**Work task**
From the listing that follows, extract every line and set it down unaltered.

══ Input records ══

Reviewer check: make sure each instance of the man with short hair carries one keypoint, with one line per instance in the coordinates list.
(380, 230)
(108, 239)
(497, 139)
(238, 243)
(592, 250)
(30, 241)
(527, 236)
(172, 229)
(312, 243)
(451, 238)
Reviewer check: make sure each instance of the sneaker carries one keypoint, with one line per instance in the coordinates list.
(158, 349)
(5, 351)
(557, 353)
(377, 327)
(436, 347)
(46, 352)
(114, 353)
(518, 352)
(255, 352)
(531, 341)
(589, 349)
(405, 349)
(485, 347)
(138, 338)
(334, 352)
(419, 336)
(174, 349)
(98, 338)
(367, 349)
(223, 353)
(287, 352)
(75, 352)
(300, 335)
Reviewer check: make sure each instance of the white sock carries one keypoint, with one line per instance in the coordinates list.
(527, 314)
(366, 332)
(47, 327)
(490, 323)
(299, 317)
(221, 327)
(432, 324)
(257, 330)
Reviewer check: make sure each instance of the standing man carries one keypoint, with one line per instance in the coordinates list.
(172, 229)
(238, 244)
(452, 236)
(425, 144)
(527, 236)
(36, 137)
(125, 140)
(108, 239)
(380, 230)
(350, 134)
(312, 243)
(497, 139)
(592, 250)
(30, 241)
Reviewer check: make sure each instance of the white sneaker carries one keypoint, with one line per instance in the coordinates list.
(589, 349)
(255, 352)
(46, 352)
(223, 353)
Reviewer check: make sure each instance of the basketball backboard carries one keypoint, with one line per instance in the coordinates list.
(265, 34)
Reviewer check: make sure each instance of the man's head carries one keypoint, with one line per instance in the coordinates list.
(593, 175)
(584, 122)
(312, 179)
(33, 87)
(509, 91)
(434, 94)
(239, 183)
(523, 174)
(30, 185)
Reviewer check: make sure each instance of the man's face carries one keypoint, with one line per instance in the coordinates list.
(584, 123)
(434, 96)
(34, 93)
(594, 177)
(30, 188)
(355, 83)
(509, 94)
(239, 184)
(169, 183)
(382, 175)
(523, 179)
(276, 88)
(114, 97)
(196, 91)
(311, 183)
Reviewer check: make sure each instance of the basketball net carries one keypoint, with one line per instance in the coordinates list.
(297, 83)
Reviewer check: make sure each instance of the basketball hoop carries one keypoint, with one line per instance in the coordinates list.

═══

**Output**
Reviewer check: make sure each instance of the man with short hair carries one keypoint, with one line per instance in the coordinates list.
(380, 230)
(108, 239)
(497, 139)
(238, 243)
(592, 250)
(30, 241)
(527, 236)
(172, 229)
(312, 243)
(451, 238)
Reviewer check: make sure each instance of the sneaker carries one keypoint, with one line per instance in the coordinates list.
(158, 349)
(5, 351)
(557, 353)
(377, 327)
(436, 347)
(46, 352)
(114, 353)
(518, 352)
(255, 352)
(531, 341)
(589, 349)
(405, 349)
(485, 347)
(138, 338)
(334, 352)
(419, 336)
(174, 349)
(98, 338)
(367, 349)
(223, 353)
(287, 352)
(75, 352)
(300, 335)
Reviewer check: make sure each instance of the white sock carries one keypoint, with one line per instance in the coordinates list.
(527, 314)
(366, 332)
(47, 327)
(490, 323)
(299, 317)
(221, 327)
(432, 324)
(257, 330)
Reviewer check: make sure each instance of the standing man carries one keypoint, with one line per instance in the coordinates list.
(172, 229)
(238, 244)
(452, 236)
(425, 144)
(527, 236)
(36, 137)
(125, 140)
(108, 239)
(380, 230)
(350, 134)
(312, 243)
(497, 139)
(592, 250)
(30, 241)
Reviewer check: make sure each instance of the white sneaker carries one keypoint, with one line per instance in the coordinates list.
(589, 349)
(255, 352)
(46, 352)
(223, 353)
Reviewer check: make sure each instance of the basketball backboard carries one keypoint, with one line per instance in the coordinates list.
(265, 34)
Reviewer check: make sure each instance of the man's head carries one keypoint, with one line per instance in the coordinates list.
(593, 175)
(584, 122)
(312, 179)
(33, 87)
(509, 91)
(434, 94)
(239, 183)
(523, 174)
(30, 185)
Reviewer check: make sure each instance of the man's face carries one keypoint, with one line per instance in the coordinates list.
(584, 123)
(434, 96)
(34, 93)
(594, 177)
(30, 188)
(355, 83)
(509, 94)
(239, 184)
(169, 183)
(382, 175)
(523, 179)
(276, 88)
(114, 97)
(196, 91)
(311, 183)
Reviewer check: make sure each instance of the basketball net carries one keypoint, with one line per instance in the coordinates list.
(297, 83)
Reviewer check: make sure each instance of the basketball hoop carries one keypoint, with one line per instance in the coordinates list.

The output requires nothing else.